━━ Source text ━━
We’re confident about everything in this book because it’s been developed and tested through real experience. But don’t take our word for it; read it skeptically. As you do, you might find yourself questioning some of the ideas. We’ve heard most of these questions before, and toward the end of each chapter we’ll answer the most common ones. But the real answers are in the tools; using them will allow you to experience the effect of higher forces. We’ve found that once people have experienced this repeatedly, their objections disappear.
Since the bottom line is getting you to use the tools, at the end of each chapter you’ll find a very short summary of the problem, the tool, and how to use it. If you’re serious about using the tools, you’ll return to these summaries over and over again to stay on course.
By the time you’ve finished the next four chapters, you will have learned the four tools that will enable you to live a fulfilling life. You might think this is all you need. It’s not. It may surprise you, but most people stop using the tools even though they work. This is one of the most maddening things about human nature: we quit doing the things that help us the most.
We’re really serious about helping you change your life. If you feel the same way, you’re going to have to overcome your resistance. This is where the rubber meets the road. In order to succeed, you’ll need to understand what stops you from using the tools—and you’ll need a way to fight back. Chapter 6 tells you how. It gives you a fifth tool, in some ways the most crucial one. This is the tool that makes sure you’ll keep using the other four.
There’s one more thing you’ll need to make absolutely certain you don’t give up on using the tools to connect with higher forces. Faith. Higher forces are so mysterious that it’s almost impossible not to doubt their existence from time to time. Some would even call this the existential issue of the modern age—how to have faith in something completely intangible. In my case, I imbibed doubt and disbelief with my mother’s milk because both of my parents were atheists. They would’ve laughed at the word faith, let alone anything like “higher forces” that couldn’t be explained rationally or scientifically. Chapter 7 will document my struggle to place my trust in these forces and help you to do the same.
Believe me, if I learned to have faith, anyone can.
I assumed that accepting higher forces as real was the final leap I’d have to take. I was wrong. Phil had one more crazy idea up his sleeve. He claimed that every time anyone used a tool, the higher forces evoked would benefit not just the individual, but everyone around him or her. Over the years, this seemed less and less crazy. I came to believe that higher forces were more than just beneficial to society—we couldn’t survive without them. You needn’t take my word for this. Chapter 8 gives you a way to experience it for yourself.
The health of our society depends on the efforts of each individual. Every time one of us gains access to higher forces, all of us benefit. That places a special responsibility on those who know how to use the tools. They become the first to bring higher forces to the rest of the society. They are pioneers, building a new, reinvigorated community.
I wake up every morning grateful that higher forces are there. They never stop revealing themselves in new ways. Through this book we share their magic with you. We’re excited about the journey you’re about to undertake.
━━━
━━ Raw data ━━
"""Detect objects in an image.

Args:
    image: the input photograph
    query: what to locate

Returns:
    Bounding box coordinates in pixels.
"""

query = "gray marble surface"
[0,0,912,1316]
━━━
━━ Raw data ━━
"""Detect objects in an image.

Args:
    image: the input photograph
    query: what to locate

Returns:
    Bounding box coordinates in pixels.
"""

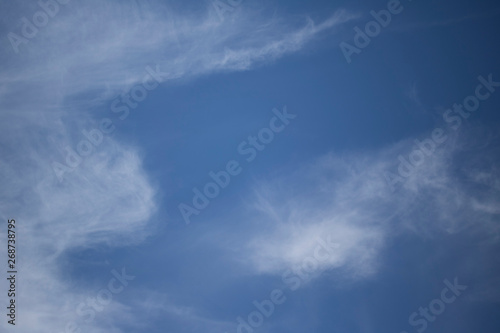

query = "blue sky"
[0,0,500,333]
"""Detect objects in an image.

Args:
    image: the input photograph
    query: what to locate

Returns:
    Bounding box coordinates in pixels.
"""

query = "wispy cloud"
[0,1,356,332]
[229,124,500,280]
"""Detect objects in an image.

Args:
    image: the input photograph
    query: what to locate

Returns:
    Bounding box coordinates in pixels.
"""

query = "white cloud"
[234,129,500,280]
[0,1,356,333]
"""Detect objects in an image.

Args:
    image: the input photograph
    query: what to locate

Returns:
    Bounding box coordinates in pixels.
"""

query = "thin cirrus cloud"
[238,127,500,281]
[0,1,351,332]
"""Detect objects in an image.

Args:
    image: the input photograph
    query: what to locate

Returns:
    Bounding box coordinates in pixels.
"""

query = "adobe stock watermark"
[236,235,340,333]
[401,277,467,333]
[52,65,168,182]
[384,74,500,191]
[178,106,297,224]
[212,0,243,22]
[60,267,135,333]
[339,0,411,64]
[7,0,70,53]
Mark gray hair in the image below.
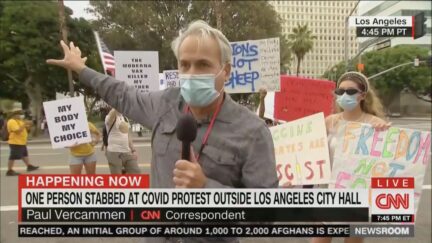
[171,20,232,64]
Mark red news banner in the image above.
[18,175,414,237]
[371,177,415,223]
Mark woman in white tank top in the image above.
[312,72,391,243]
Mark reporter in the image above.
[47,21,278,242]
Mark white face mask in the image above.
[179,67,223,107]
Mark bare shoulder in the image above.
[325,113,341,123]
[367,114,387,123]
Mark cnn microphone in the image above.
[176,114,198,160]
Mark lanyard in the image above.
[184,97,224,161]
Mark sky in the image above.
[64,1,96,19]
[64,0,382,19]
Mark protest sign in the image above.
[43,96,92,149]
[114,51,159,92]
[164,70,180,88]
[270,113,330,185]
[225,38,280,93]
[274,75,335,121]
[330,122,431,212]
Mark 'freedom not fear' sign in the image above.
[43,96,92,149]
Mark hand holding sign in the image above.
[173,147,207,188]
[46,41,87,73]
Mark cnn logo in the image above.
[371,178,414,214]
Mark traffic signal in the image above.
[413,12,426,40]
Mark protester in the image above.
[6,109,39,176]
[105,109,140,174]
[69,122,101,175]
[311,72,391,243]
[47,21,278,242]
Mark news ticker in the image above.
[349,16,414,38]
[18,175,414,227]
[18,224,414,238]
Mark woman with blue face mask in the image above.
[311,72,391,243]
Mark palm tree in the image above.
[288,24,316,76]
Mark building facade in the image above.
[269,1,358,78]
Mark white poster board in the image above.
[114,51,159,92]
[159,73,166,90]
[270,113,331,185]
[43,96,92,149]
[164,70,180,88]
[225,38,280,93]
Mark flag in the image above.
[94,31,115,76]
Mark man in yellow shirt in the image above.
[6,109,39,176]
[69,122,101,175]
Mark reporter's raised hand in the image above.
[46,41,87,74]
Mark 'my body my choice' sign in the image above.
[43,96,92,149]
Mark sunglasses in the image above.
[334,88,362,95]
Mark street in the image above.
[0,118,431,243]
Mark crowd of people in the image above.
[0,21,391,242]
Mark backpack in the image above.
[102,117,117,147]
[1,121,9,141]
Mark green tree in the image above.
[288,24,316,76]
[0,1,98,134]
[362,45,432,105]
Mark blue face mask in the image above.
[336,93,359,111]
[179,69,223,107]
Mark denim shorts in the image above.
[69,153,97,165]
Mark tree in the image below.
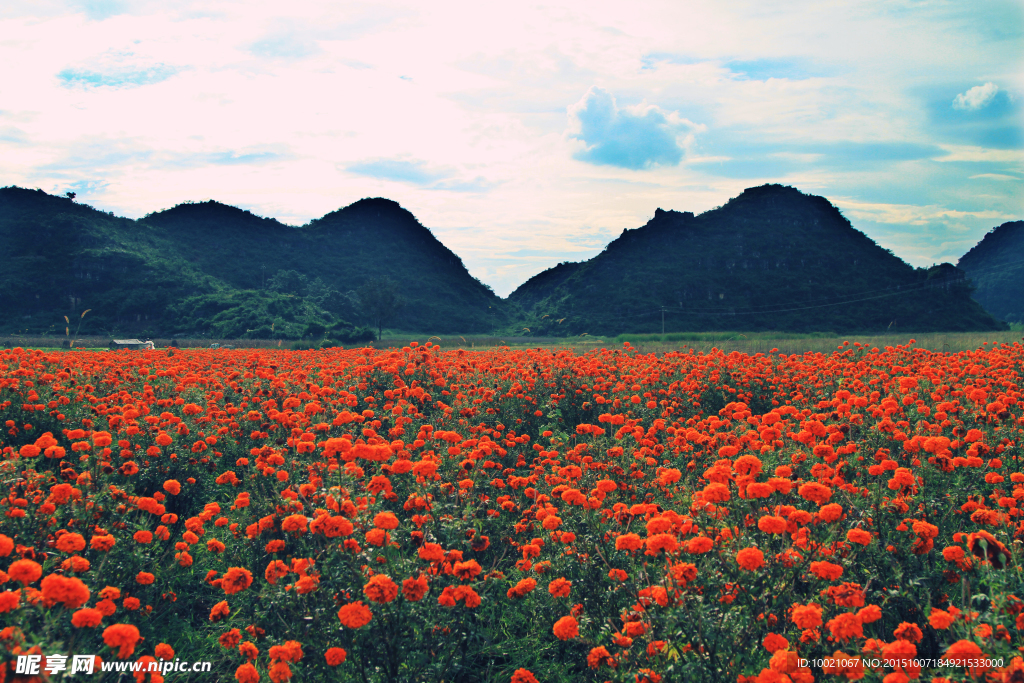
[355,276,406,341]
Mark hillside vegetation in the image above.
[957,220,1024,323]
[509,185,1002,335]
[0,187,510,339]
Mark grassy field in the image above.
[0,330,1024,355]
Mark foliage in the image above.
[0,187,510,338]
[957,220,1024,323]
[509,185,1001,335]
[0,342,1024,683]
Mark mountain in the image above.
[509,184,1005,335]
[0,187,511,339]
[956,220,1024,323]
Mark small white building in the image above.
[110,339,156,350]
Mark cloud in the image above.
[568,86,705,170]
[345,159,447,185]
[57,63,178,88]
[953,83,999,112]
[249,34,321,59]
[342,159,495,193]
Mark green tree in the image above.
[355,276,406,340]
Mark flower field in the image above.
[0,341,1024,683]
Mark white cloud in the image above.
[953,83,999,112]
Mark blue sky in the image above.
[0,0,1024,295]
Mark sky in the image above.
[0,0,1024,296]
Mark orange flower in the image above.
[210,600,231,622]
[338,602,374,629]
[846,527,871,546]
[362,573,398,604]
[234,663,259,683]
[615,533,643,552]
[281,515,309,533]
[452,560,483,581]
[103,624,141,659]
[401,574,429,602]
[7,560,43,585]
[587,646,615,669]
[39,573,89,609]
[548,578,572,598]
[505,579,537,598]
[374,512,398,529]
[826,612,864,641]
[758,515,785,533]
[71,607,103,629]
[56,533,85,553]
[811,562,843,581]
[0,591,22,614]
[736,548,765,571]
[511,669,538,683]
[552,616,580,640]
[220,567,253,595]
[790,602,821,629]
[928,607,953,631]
━━━
Brief: In the excerpt about tools for reaching higher forces, what does Chapter 6 give the reader?

Written response: A fifth tool, the one that makes sure the reader keeps using the other four.